◆ 任务说明: 请以 Markdown 表格的形式给出下面所有条目中的各行，列名为"序号"和"内容"，空行略去，答案中不放图片。

◆ 本题输入:
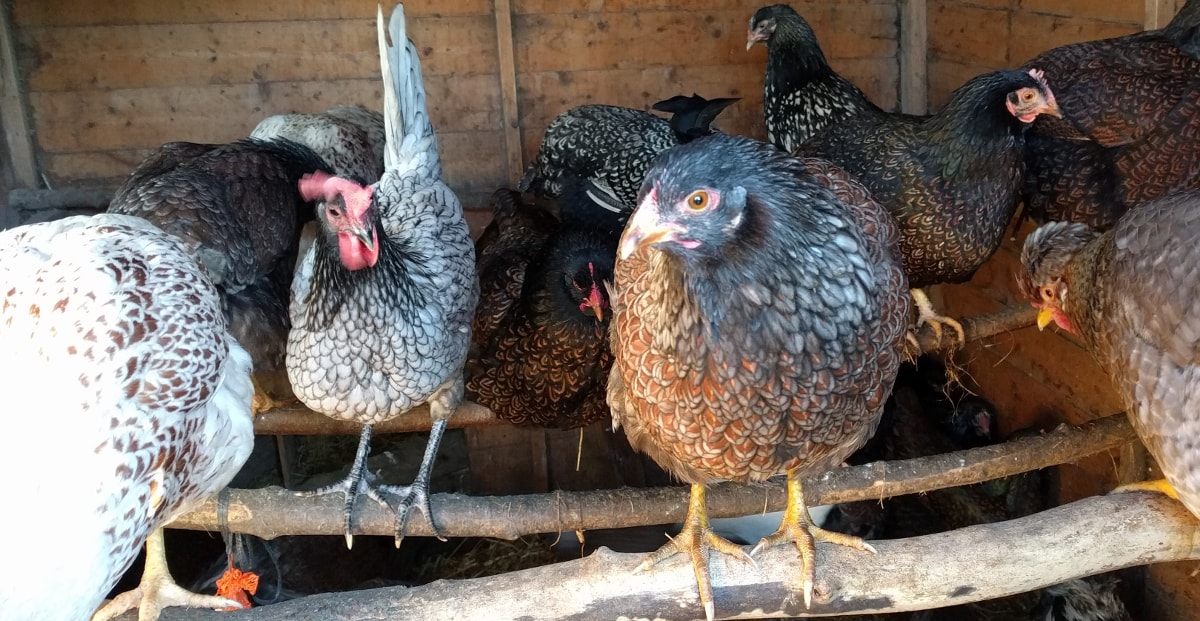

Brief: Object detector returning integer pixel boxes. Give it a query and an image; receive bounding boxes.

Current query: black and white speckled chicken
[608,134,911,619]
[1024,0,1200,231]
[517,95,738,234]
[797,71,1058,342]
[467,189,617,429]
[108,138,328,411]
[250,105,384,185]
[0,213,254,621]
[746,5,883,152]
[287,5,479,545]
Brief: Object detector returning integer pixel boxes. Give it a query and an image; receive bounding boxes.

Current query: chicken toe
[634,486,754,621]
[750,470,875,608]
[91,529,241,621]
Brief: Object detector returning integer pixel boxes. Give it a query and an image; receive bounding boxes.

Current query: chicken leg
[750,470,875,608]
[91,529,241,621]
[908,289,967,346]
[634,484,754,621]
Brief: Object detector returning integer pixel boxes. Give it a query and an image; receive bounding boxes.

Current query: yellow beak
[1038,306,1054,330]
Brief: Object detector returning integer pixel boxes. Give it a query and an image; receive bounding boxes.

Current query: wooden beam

◆ 参考答案:
| 序号 | 内容 |
|---|---|
| 1 | Brief: Object detector returning integer pixel boxes. Give it a query and an image; receive bounding boxes. |
| 2 | Current query: black and white speckled chicken |
| 3 | [608,134,911,619] |
| 4 | [1024,0,1200,231] |
| 5 | [517,95,738,234] |
| 6 | [797,71,1058,342] |
| 7 | [467,189,617,429] |
| 8 | [108,138,328,411] |
| 9 | [250,105,384,185] |
| 10 | [0,213,254,621] |
| 11 | [746,5,883,152] |
| 12 | [287,5,479,545] |
| 13 | Brief: Object detector returning integer pixel boxes. Give it a query and an image; receive bounding boxes. |
| 14 | Current query: chicken toe |
| 15 | [634,486,754,621] |
| 16 | [750,470,875,608] |
| 17 | [91,529,241,621] |
| 18 | Brief: Object detector returning integer pixel boxes. Give it a query and an image; receive bounding boxes. |
| 19 | Current query: chicken leg |
| 20 | [750,470,875,608] |
| 21 | [91,529,241,621] |
| 22 | [908,289,967,346] |
| 23 | [634,484,754,621] |
| 24 | Brief: Object detector returning integer pixel boxes. Give it a query and an image; receive bounding boxes. |
| 25 | Current query: yellow beak |
| 26 | [1038,306,1054,330] |
| 27 | Brief: Object detector returning integer pixel boxes. Give it a query and an image; receive bounding boxes. |
| 28 | Current query: wooden beam |